╭─ PROVIDED MATERIAL
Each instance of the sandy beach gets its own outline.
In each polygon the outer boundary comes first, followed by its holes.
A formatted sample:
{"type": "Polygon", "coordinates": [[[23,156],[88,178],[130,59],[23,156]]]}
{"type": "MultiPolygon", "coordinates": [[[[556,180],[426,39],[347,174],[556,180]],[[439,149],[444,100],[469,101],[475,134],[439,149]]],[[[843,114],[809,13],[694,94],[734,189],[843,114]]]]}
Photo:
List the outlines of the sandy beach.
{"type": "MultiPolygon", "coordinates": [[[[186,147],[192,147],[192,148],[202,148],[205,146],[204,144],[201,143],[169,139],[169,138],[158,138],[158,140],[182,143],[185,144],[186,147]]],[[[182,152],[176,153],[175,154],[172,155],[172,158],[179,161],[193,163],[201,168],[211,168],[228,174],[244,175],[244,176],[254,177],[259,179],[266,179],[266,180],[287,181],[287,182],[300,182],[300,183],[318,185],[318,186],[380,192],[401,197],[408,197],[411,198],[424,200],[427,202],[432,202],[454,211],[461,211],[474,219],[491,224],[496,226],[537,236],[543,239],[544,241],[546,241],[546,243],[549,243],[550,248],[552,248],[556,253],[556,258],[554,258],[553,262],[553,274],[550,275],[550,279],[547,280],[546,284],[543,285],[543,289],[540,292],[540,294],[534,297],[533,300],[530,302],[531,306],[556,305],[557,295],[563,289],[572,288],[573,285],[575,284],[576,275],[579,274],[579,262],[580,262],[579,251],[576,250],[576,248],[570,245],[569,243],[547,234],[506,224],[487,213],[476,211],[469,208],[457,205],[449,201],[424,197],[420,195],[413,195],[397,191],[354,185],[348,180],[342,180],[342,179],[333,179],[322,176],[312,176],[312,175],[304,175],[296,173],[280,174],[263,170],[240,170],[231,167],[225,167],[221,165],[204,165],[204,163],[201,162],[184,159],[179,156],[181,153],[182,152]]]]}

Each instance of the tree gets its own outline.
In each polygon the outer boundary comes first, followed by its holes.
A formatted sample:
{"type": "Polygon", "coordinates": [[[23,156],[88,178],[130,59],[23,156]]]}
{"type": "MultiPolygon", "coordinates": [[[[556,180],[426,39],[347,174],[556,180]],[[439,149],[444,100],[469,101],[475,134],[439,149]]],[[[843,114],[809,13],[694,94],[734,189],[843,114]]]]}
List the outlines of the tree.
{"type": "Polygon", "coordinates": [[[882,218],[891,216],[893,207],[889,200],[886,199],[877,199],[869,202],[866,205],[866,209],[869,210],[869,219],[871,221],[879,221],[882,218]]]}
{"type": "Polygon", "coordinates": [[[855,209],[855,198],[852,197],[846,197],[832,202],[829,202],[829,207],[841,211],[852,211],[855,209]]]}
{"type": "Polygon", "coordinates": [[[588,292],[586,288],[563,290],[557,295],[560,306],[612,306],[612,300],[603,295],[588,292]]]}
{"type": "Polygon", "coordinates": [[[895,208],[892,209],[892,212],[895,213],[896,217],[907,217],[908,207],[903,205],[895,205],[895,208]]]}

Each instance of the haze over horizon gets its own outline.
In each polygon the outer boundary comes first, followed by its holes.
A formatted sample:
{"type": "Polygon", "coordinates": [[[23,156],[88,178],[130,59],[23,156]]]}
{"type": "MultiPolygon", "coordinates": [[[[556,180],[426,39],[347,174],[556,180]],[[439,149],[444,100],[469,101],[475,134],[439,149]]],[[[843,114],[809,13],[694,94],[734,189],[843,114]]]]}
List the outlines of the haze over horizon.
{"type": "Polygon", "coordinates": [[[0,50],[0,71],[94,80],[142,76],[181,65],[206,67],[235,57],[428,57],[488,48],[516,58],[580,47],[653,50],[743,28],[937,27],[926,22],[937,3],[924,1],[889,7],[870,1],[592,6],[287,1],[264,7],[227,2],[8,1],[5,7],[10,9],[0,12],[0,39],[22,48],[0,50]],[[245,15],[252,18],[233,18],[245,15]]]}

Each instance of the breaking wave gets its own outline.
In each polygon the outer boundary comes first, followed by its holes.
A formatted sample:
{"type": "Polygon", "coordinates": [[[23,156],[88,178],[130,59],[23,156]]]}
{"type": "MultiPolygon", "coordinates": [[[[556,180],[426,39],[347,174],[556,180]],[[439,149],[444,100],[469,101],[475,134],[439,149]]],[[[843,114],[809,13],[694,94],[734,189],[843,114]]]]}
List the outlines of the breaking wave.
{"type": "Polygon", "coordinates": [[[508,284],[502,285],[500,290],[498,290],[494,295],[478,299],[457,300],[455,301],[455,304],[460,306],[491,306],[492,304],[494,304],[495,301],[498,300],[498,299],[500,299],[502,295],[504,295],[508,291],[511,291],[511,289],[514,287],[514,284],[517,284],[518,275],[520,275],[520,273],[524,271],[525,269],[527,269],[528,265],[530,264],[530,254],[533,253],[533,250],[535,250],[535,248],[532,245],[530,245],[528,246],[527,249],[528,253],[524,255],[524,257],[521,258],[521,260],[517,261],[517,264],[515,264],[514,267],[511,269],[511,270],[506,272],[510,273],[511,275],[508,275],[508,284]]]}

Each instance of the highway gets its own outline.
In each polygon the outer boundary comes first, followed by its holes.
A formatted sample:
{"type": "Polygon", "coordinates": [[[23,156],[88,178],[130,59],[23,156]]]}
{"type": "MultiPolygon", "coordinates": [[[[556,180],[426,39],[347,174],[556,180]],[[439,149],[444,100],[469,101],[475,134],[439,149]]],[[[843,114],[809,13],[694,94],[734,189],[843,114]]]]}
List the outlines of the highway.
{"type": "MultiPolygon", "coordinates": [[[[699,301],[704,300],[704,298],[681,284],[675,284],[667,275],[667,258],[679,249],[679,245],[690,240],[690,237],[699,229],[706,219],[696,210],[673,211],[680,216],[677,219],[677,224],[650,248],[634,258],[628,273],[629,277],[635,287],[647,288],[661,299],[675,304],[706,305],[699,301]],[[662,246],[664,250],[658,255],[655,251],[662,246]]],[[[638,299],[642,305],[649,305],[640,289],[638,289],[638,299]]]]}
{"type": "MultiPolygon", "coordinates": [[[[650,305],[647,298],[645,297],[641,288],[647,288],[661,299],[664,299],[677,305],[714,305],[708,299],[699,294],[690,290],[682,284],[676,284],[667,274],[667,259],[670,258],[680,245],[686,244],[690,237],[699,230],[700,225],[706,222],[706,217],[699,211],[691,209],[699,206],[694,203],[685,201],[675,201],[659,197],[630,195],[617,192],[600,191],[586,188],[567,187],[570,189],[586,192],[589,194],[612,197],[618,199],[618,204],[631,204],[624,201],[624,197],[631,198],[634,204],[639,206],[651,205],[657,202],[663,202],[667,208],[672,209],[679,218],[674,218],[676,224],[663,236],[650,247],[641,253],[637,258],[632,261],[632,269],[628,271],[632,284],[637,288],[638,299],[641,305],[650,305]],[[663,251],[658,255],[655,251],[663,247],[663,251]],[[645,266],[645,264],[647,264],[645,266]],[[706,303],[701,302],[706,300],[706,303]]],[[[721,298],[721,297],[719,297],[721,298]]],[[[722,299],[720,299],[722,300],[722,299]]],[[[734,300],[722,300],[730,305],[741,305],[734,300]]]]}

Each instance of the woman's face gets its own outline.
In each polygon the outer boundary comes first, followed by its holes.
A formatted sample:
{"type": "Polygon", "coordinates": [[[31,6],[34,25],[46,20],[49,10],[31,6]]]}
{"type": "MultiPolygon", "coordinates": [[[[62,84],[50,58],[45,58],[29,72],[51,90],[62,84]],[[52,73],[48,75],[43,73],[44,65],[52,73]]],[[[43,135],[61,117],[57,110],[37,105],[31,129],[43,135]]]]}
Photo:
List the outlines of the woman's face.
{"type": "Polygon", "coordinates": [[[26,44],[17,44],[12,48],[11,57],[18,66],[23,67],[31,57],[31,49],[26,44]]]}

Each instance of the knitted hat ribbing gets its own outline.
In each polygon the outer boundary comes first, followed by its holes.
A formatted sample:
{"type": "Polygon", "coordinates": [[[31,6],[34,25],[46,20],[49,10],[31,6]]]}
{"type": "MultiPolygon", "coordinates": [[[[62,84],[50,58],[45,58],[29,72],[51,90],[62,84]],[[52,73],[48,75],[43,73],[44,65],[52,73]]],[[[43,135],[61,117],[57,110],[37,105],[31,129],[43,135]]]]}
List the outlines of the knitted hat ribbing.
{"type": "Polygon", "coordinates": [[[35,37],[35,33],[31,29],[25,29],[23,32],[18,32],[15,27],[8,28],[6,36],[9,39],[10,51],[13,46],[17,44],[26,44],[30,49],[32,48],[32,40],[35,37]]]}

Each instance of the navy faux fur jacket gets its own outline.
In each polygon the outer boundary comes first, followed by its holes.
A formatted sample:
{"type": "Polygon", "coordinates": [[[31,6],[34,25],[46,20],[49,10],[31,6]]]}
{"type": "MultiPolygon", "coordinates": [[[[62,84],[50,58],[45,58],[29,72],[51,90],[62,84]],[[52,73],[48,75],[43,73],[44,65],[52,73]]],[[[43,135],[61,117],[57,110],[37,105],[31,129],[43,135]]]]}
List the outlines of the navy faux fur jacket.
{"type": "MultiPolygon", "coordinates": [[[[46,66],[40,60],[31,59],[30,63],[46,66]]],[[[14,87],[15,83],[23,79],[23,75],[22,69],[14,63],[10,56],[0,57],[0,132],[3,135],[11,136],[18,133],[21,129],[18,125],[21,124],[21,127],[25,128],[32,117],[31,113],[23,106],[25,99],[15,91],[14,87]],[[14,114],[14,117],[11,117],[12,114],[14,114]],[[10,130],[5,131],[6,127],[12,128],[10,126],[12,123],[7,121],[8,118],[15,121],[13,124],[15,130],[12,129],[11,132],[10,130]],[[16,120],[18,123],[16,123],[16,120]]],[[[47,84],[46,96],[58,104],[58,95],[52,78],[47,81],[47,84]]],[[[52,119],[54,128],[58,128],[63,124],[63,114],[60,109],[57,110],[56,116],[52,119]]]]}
╰─
◆ SET EXERCISE ◆
Write out everything in the items from the very start down to the line that contains "List the outlines of the sandy beach.", including both of those ends.

◆ FULL ANSWER ◆
Each instance of the sandy beach gets its own outline.
In each polygon the outer boundary comes first, followed by its holes.
A formatted sample:
{"type": "Polygon", "coordinates": [[[23,156],[88,178],[130,59],[23,156]]]}
{"type": "MultiPolygon", "coordinates": [[[[556,180],[426,39],[347,174],[556,180]],[[439,149],[444,100],[469,101],[475,134],[439,149]]],[[[843,114],[809,13],[694,94],[734,189],[843,114]]]]}
Photo:
List the outlines of the sandy beach.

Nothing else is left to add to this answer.